# Excerpt start

0

Say that I have some data that is publicly available to begin (like an archive of hackernews stories), and I would like to make it available publicly in a sql database that is world-accessible. The constraints/salient points are these:

  1. The data is public to begin with so there's no risk of leaking sensitive information.
  2. Users should be allowed to run any SELECT or SHOWPLAN but nothing destructive like DELETE or DROP.
  3. The worst-case scenario here should be that someone manages to somehow sneak a DROP through and the whole thing vanishes. This scenario is acceptable with very low probability. What is not acceptable is that someone manages to get root access to the system on which the database is running.
  4. Rate limiting is outside the scope of the problem. It can be assumed that this can be done higher up, like at the API level.

Could all of these be satisfied by something as simple as having a database fronted by an API with a single endpoint which takes SQL queries, parses them, filters them, and forwards them to the database?

Are there any instances of this happening in the wild? Google returns 0 results when searching "publicly readable relational database"...

2 Answers2

1

There's a difference between making the data publicly available and making the database publicly available.

What is not acceptable is that someone manages to get root access to the system on which the database is running.

This is very true! Regardless of how sensitive the data is (or isn't, in your case) users should never have access to the system in such a way that they can interfere with the operation of that system or the experience of other users. Hence it doesn't make sense to place the database server itself in a situation where it is exposed in any way.

a database fronted by an API with a single endpoint which takes SQL queries, parses them, filters them, and forwards them to the database

This is literally the two- or three- tier architecture used by every web/application server/micro-service out there today. Build your API - possibly as a hosted micro-service if you don't want to worry about your own servers - and have it connect to a protected database behind the scenes: every major cloud service out there (AWS, Google, Oracle) offers a way to do this using SaaS and DBaaS that is publicly accessible and secure.

Users should be allowed to run any SELECT or SHOWPLAN but nothing destructive like DELETE or DROP.

Make sure that your API isn't too open: users should be able to provide input to pre-defined, structured SQL queries, but should never be able to submit raw, ad-hoc SQL. Queries should always be executed with as few privileges as possible, using an account with select privileges and nothing else. Never have your API connect to the database as the owner of the tables, or as a user with any system-level privileges. Always be in control of what is happening in your database: not because your data is sensitive, but because your infrastructure and the experience of your users is.

pmdba
  • 3,104
  • 2
  • 6
  • 11
0

Make sure that your API isn't too open: users should be able to provide input to pre-defined, structured SQL queries, but should never be able to submit raw, ad-hoc SQL.

To add on to pmdba's excellent points, another reason you shouldn't allow users to submit raw / ad-hoc queries is because they could easily tank the performance of your database server, making it inaccessible to others, if those queries are poorly formulated.

In fact, ad-hoc queries are generally the hardest to optimize for even when they're more controlled with the general use cases already understood ahead of time by the database developers. So it would be even tougher trying to optimize for any and all end user input, without even having a hint of what their use cases could be. And giving them free rein to run any query openly (even if limited to just SELECT statements) also gives them the power to write a poor query that tanks your system.

J.D.
  • 37,483
  • 8
  • 54
  • 121

# Excerpt end
# Recorded information start

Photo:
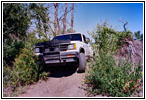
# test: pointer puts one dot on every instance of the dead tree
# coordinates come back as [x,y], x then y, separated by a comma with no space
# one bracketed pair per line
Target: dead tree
[64,19]
[124,26]
[56,17]
[72,17]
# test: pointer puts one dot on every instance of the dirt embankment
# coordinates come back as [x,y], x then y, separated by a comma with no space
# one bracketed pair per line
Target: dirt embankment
[64,82]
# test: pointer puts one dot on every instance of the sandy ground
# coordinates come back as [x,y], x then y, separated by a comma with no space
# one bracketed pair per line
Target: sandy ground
[62,82]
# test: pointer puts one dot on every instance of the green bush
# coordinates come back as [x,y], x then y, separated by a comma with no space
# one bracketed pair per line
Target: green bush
[105,76]
[11,50]
[27,65]
[9,77]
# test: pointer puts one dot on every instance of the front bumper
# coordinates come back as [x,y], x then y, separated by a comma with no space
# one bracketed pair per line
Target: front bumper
[61,57]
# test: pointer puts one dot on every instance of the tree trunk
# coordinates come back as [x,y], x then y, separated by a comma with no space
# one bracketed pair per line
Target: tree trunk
[72,17]
[64,19]
[56,17]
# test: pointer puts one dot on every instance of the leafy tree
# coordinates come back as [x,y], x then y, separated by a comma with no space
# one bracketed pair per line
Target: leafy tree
[39,14]
[15,20]
[138,36]
[15,24]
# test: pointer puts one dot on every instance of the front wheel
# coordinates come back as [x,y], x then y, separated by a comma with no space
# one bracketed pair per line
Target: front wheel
[82,62]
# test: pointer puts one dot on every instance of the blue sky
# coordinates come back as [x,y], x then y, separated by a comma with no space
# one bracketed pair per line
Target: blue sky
[88,15]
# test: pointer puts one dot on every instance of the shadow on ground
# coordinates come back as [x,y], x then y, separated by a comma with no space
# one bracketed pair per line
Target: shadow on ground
[60,71]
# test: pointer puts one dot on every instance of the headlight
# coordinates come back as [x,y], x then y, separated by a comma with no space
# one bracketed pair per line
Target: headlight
[36,50]
[71,46]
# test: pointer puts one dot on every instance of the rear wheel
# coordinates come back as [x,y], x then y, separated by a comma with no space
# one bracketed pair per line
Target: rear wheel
[82,62]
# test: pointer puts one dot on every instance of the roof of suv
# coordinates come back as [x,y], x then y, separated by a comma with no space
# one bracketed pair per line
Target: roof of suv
[69,33]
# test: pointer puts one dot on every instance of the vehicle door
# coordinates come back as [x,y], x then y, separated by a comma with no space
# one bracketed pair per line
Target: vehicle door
[87,52]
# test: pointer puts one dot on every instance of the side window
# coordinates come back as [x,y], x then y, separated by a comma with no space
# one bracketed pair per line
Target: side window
[84,39]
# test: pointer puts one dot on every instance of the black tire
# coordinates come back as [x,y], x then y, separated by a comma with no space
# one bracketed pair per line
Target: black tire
[82,62]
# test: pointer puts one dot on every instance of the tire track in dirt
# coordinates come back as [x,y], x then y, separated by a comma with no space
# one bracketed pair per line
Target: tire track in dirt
[61,84]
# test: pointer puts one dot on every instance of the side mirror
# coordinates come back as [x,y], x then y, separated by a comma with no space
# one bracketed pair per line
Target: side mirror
[87,40]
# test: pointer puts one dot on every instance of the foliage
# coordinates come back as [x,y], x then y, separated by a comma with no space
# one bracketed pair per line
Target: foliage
[15,20]
[105,76]
[15,25]
[26,63]
[11,50]
[138,36]
[39,14]
[26,68]
[107,40]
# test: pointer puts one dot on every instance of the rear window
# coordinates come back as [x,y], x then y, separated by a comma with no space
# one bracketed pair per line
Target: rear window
[72,37]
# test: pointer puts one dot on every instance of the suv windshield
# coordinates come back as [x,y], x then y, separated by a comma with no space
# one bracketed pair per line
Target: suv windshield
[72,37]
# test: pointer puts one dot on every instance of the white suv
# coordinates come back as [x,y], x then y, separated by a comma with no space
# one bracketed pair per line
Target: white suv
[65,49]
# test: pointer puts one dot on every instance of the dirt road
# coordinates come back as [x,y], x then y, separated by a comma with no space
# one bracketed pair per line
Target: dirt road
[62,82]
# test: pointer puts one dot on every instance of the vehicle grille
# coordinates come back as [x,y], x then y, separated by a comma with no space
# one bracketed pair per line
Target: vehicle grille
[63,47]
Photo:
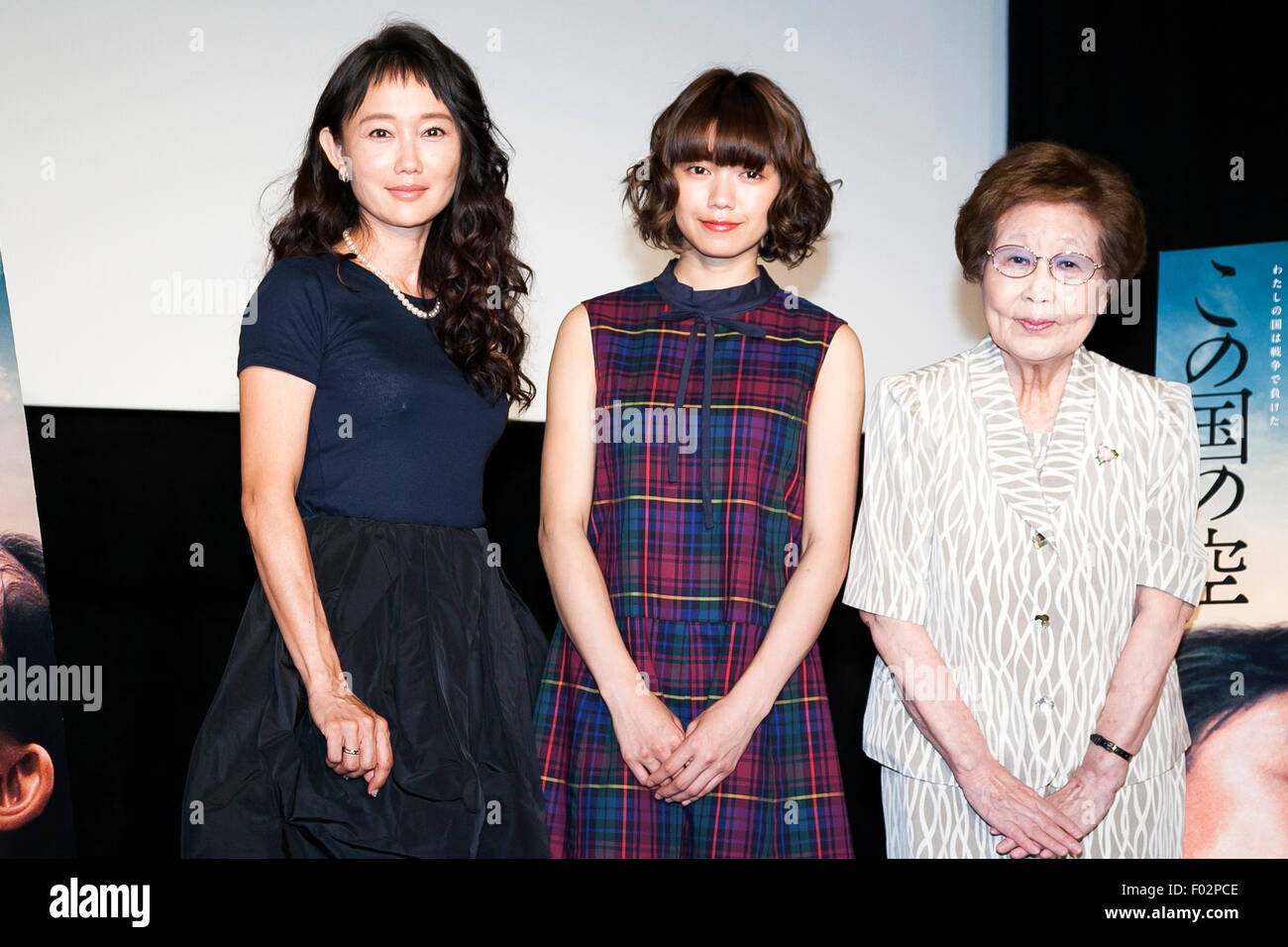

# Recorded information end

Tasks and exercises:
1. Translate this sentence from the forum thread on a public SQL database into Spanish: "There's a difference between making the data publicly available and making the database publicly available."
2. Write out a passage of the forum thread on a public SQL database, starting at the words "This is literally" and stopping after "accessible and secure.".
The records have no connection to the forum thread.

Results:
1. Hay una diferencia entre hacer que los datos estén disponibles públicamente y hacer que la base de datos esté disponible públicamente.

2.
This is literally the two- or three- tier architecture used by every web/application server/micro-service out there today. Build your API - possibly as a hosted micro-service if you don't want to worry about your own servers - and have it connect to a protected database behind the scenes: every major cloud service out there (AWS, Google, Oracle) offers a way to do this using SaaS and DBaaS that is publicly accessible and secure.